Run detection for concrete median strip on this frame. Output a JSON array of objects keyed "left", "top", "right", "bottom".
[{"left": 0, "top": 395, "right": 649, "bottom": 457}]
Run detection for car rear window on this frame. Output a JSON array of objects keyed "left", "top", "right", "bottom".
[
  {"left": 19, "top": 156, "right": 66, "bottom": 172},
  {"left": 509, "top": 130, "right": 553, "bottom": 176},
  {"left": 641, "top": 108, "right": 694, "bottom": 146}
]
...
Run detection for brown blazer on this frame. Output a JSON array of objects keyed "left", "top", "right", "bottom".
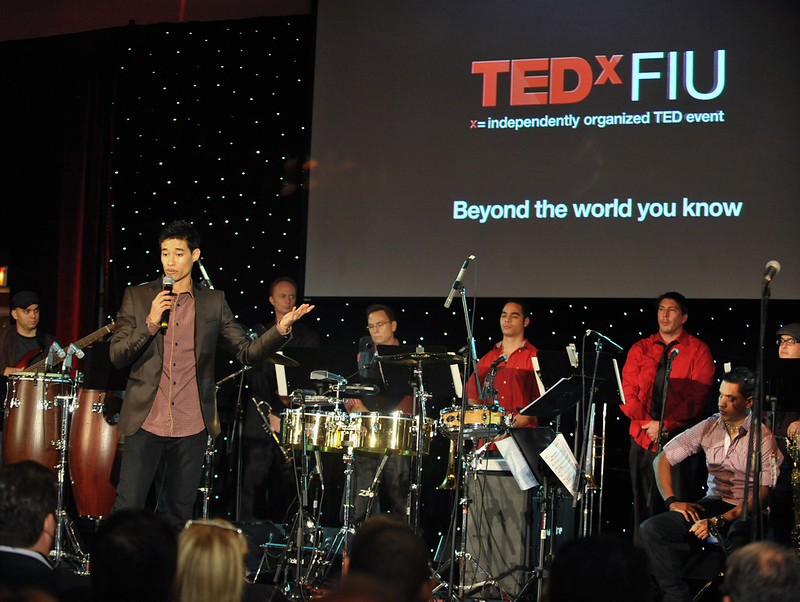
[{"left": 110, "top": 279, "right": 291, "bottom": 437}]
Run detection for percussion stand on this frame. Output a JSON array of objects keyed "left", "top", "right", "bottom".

### THE PROBLEM
Rewrite the stretch of records from the line containing "Run detection for brown" through the line containing "Run detection for percussion", requests included, and shift every bounding-box coordinate in the answers by adding 9 to it. Leave the pictures out.

### ANSWER TO THE PROBLEM
Run detection for brown blazer on this frame. Output a JSON array of objects keyed "left", "top", "right", "bottom".
[{"left": 119, "top": 288, "right": 300, "bottom": 446}]
Run detection for percussion stand on this frame. Output a JSON array of objects keyed "left", "top", "right", "bottom".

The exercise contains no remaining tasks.